> [ENTRIES PROVIDED]:
________________________
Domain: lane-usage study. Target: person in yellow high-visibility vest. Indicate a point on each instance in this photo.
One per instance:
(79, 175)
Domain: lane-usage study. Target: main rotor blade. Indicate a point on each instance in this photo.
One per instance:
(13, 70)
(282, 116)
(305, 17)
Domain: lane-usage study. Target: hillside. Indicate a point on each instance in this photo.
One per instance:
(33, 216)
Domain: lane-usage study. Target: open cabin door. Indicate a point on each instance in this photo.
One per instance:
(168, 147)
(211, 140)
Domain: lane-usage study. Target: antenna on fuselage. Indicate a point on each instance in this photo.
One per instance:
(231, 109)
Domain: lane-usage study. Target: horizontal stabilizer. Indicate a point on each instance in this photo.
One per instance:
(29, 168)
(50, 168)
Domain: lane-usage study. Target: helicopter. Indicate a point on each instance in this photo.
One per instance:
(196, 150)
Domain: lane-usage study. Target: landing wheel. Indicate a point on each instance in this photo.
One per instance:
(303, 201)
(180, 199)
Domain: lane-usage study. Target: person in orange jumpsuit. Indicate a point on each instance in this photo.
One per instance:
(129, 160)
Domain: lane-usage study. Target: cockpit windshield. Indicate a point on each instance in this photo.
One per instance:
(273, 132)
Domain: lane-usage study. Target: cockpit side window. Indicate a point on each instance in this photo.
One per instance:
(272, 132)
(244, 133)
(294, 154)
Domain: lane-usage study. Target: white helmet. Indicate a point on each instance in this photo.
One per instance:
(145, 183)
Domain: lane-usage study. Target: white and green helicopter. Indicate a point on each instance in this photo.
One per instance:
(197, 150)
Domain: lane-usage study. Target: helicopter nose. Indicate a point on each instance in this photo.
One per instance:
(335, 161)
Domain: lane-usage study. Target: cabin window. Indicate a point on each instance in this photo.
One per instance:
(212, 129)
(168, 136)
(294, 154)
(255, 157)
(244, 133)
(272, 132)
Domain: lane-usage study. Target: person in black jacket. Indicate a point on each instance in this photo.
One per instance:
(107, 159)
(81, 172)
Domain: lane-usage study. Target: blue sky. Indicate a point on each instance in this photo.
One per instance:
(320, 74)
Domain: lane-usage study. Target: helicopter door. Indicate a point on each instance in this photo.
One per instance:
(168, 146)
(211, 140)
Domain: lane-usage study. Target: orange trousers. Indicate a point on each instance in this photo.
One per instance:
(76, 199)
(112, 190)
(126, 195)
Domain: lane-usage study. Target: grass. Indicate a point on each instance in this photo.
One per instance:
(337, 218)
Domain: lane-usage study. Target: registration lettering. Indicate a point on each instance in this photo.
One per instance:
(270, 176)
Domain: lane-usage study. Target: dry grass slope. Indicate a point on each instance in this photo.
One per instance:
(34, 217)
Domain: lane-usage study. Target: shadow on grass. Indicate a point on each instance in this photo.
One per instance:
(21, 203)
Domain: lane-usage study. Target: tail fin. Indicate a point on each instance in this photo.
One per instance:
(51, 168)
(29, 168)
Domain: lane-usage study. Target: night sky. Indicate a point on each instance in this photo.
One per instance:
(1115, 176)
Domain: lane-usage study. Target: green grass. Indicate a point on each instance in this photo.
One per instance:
________________________
> [PROBLEM]: Look through the listing above and copy each line with the word "white" in it.

> [TASK OUTPUT]:
Domain: lane-usage study. Target: white helmet. Indicate a point on each instance in this photo.
Domain: lane-usage study. Target: white and green helicopter. Indicate a point on each instance in this photo.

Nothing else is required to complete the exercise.